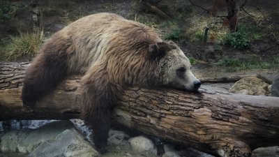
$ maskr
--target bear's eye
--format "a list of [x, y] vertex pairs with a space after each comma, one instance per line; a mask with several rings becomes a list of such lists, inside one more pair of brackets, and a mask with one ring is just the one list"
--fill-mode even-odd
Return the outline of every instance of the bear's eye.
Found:
[[186, 69], [184, 67], [180, 67], [176, 70], [176, 71], [178, 73], [184, 73], [185, 71], [186, 71]]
*-*-*
_Work required_.
Rewrite every line of the records, not only the answers, with each vertex coordinate in the answers multiplied by 1.2 and rounded to a whole number, halves rounding up. Leave the pictures out.

_Solution_.
$ maskr
--target bear's eye
--format "a list of [x, y] vertex pairs with a space after each comma, one instance per line; a mask with several rings becomes a list of such lists, inside one more pair of brackets, and a mask with one ring is just the one list"
--fill-mode even-odd
Return the outline of every instance of the bear's eye.
Found:
[[223, 83], [221, 80], [216, 80], [211, 84], [211, 85], [214, 88], [221, 88], [222, 85], [223, 85]]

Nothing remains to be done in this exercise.